An exact copy of all entries is required.

Start of Block

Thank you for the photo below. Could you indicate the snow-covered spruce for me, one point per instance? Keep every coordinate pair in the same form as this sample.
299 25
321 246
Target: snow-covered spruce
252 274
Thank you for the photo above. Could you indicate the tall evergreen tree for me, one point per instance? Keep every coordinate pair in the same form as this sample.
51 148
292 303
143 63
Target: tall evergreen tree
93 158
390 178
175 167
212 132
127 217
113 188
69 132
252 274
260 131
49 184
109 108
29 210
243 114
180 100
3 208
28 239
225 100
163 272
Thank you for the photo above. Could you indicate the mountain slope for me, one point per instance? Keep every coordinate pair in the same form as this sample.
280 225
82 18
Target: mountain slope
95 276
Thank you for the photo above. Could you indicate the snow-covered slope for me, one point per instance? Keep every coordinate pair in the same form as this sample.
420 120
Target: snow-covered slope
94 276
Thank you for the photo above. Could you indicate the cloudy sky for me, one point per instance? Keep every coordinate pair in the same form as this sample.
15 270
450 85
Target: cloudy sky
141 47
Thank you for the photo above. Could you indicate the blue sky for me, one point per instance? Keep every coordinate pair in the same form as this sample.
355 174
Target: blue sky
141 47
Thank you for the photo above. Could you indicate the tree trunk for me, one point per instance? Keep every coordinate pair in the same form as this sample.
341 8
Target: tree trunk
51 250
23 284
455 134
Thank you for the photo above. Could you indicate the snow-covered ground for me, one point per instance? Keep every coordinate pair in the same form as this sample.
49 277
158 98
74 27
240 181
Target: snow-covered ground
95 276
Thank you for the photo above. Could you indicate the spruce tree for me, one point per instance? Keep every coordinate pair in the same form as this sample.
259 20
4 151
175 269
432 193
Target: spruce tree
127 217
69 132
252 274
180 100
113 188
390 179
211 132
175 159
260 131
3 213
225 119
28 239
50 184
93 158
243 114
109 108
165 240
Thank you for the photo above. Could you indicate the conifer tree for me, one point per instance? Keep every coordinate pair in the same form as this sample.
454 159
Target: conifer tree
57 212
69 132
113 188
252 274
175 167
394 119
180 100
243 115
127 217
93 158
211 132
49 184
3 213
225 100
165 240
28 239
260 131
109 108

End of Block

* **Exercise result**:
Thank you for the photo below. Could you indicate the snow-covered spruce for me, one point per instance? Keep every coordinate pair in the same form as this sample.
299 25
321 246
Target: snow-covered spruce
252 274
Thank you for the photo above. Could you indicate the tall evergreen tree for me, one point per instance? Keep every coordinate pair in the same form as this sample.
51 148
292 303
143 63
Target: tall evergreen tree
93 158
390 178
175 167
212 132
127 217
113 188
69 132
252 274
260 131
49 184
109 108
29 210
243 114
180 100
3 208
28 239
225 100
163 272
Thank you for the photo above. Could you indicate the mountain slope for me, one point per instance? Keep every coordinate pair in the same form as this sample.
280 225
82 18
Target: mountain slope
95 276
Thank you for the photo above. Could you indicate the snow-covered slope for me, one point per instance? Keep every coordinate pair in the same form as this sample.
420 120
Target: snow-covered slope
94 276
Thank you for the photo above. Could you indicate the cloudy sky for me, one point per instance? Keep every coordinate pair in the same form as this sample.
15 270
450 85
Target: cloudy sky
141 47
Thank you for the photo above. Could you indicate the blue sky for me, one point per instance? Keep every coordinate pair in the same form as this sample.
355 174
Target: blue sky
141 47
Thank you for the photo above. Could you indicate the tree trunk for me, one point per instance? Keep every coordinate pair in the same form as this sample.
341 8
Target: tree trunk
51 250
23 284
455 134
Thank you for the photo above. Could you indicate the snow-covered ground for me, one point per instance? Keep every coordinate pair in the same form as this sample.
49 277
158 98
74 27
240 181
Target: snow-covered ground
95 276
Thank you for the photo above. Could you indicate the spruce tree for me, one point per instance? Keep every coordinate pair in the same form as this sample.
259 20
4 151
175 269
432 193
Target: spruce tree
127 217
69 132
252 274
180 100
113 188
390 179
211 132
175 159
260 131
3 213
225 119
28 239
50 184
93 158
243 114
109 108
165 240
Thank you for the photo above. Could you indicate the conifer tree for me, one point per instance? Keep every coordinate pair in the same form as this sample.
454 159
Target: conifer tree
57 212
69 132
113 188
252 274
175 167
394 119
180 100
243 115
127 217
93 158
211 132
49 184
3 213
225 100
165 240
28 239
260 131
109 108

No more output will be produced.